GIVEN TASK 1: Retype the rows from the line with "leg in the workspace image." up to and including the final line of the rows, leaving out the pictures.

READING PASSAGE:
— START —

For the fainthearted . . .

They shall not pass

Chris Packham chose Grace Petrie’s song “They shall not pass” as one of his selection for BBC Radio 6. The song, evocative of the anti-Fascist  cry of ¡No Pasarán! during the Spanish Civil War recalled tales told by Laurie Lee in his memoir As I walked out one midsummer morning.

Lee’s description of going to pre-Civil War Spain with no luggage other than a knapsack and a violin, and with no more than a handful of coins to spend, seemed a life beyond imagination of someone reading it forty years later, deep in the rural West Country. Had I ever had the courage to go alone to a foreign land, had I ever had the courage to try to live on my wits alone, I would have fled home to England at the first sign of danger, Laurie Lee stayed in Spain and participated in the conflict.

— END —

(Entries on locating named things)
— START —

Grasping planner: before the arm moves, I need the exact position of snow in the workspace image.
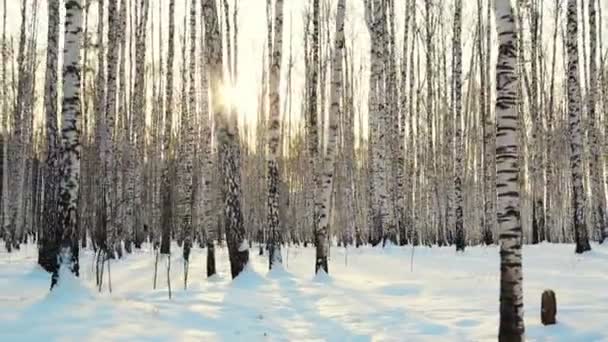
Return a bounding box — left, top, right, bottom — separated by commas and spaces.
0, 244, 608, 341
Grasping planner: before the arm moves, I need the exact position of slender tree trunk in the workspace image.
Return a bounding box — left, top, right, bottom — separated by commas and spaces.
267, 0, 283, 269
38, 0, 59, 272
203, 0, 249, 278
452, 0, 466, 251
494, 0, 524, 342
566, 0, 591, 253
51, 0, 82, 288
160, 0, 175, 254
587, 0, 606, 241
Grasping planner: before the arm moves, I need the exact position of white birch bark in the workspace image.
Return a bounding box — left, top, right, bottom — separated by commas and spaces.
315, 0, 346, 273
452, 0, 465, 251
203, 0, 249, 278
566, 0, 591, 253
267, 0, 283, 269
494, 0, 524, 336
51, 0, 82, 288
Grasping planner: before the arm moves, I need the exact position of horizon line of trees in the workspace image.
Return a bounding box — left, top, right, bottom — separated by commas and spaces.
0, 0, 608, 341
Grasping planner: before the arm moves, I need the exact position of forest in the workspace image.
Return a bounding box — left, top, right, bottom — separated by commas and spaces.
0, 0, 608, 341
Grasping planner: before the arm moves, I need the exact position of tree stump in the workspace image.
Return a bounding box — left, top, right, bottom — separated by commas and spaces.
540, 290, 557, 325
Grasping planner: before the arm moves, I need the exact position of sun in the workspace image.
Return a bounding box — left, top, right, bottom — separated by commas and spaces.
220, 84, 241, 111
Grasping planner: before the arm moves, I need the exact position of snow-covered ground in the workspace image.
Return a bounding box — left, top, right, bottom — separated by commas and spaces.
0, 244, 608, 341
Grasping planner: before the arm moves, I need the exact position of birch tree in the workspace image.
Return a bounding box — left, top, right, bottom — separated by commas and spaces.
38, 0, 59, 272
587, 0, 606, 241
202, 0, 249, 278
267, 0, 283, 269
494, 0, 524, 342
51, 0, 82, 288
160, 0, 175, 255
452, 0, 466, 251
315, 0, 346, 273
566, 0, 591, 253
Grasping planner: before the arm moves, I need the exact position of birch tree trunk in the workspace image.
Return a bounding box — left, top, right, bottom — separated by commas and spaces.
452, 0, 466, 251
179, 0, 196, 265
315, 0, 346, 273
160, 0, 175, 254
127, 0, 151, 248
203, 0, 249, 278
38, 0, 59, 272
101, 0, 119, 256
566, 0, 591, 253
267, 0, 283, 269
587, 0, 606, 241
494, 0, 524, 342
51, 0, 82, 288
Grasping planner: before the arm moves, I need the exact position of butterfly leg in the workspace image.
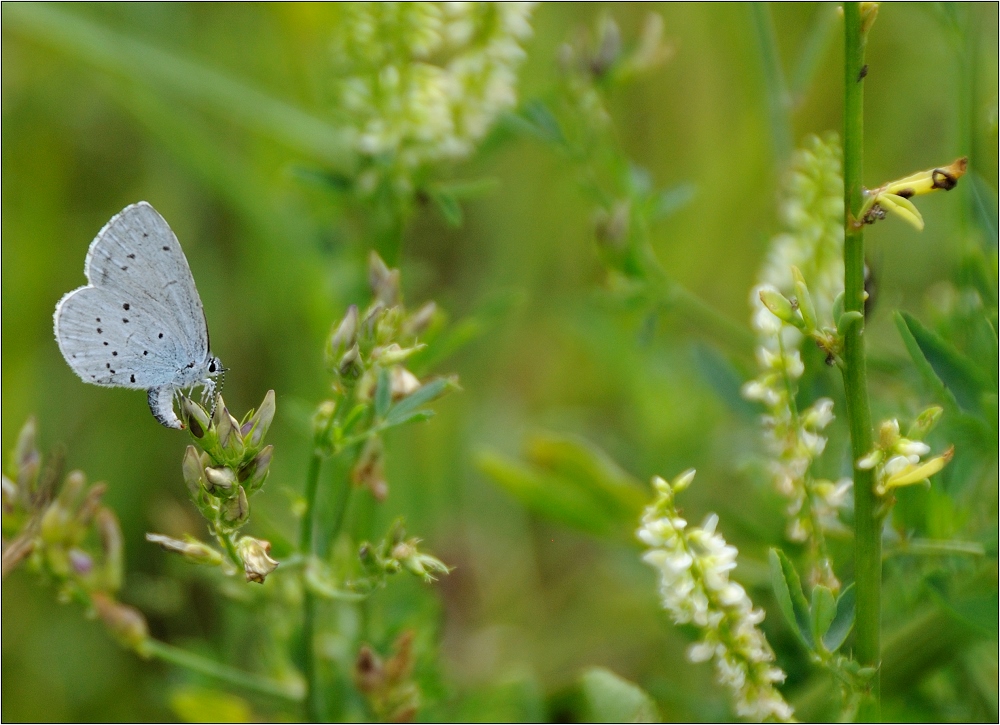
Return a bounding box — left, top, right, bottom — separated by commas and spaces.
146, 385, 184, 430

— END —

GIVEN TASK 2: From the passage on Laurie Lee, give the words from "For the fainthearted" up to and including "one midsummer morning." again, switching "memoir" to "autobiography".

EXERCISE RESULT 1:
Grasping planner: before the arm moves, I need the exact position of butterfly leg in the workspace image.
Return a bounding box — left, top, right, bottom — separated by commas and spaces.
146, 385, 184, 430

EXERCISE RESULT 2:
For the fainthearted . . .

They shall not pass

Chris Packham chose Grace Petrie’s song “They shall not pass” as one of his selection for BBC Radio 6. The song, evocative of the anti-Fascist  cry of ¡No Pasarán! during the Spanish Civil War recalled tales told by Laurie Lee in his autobiography As I walked out one midsummer morning.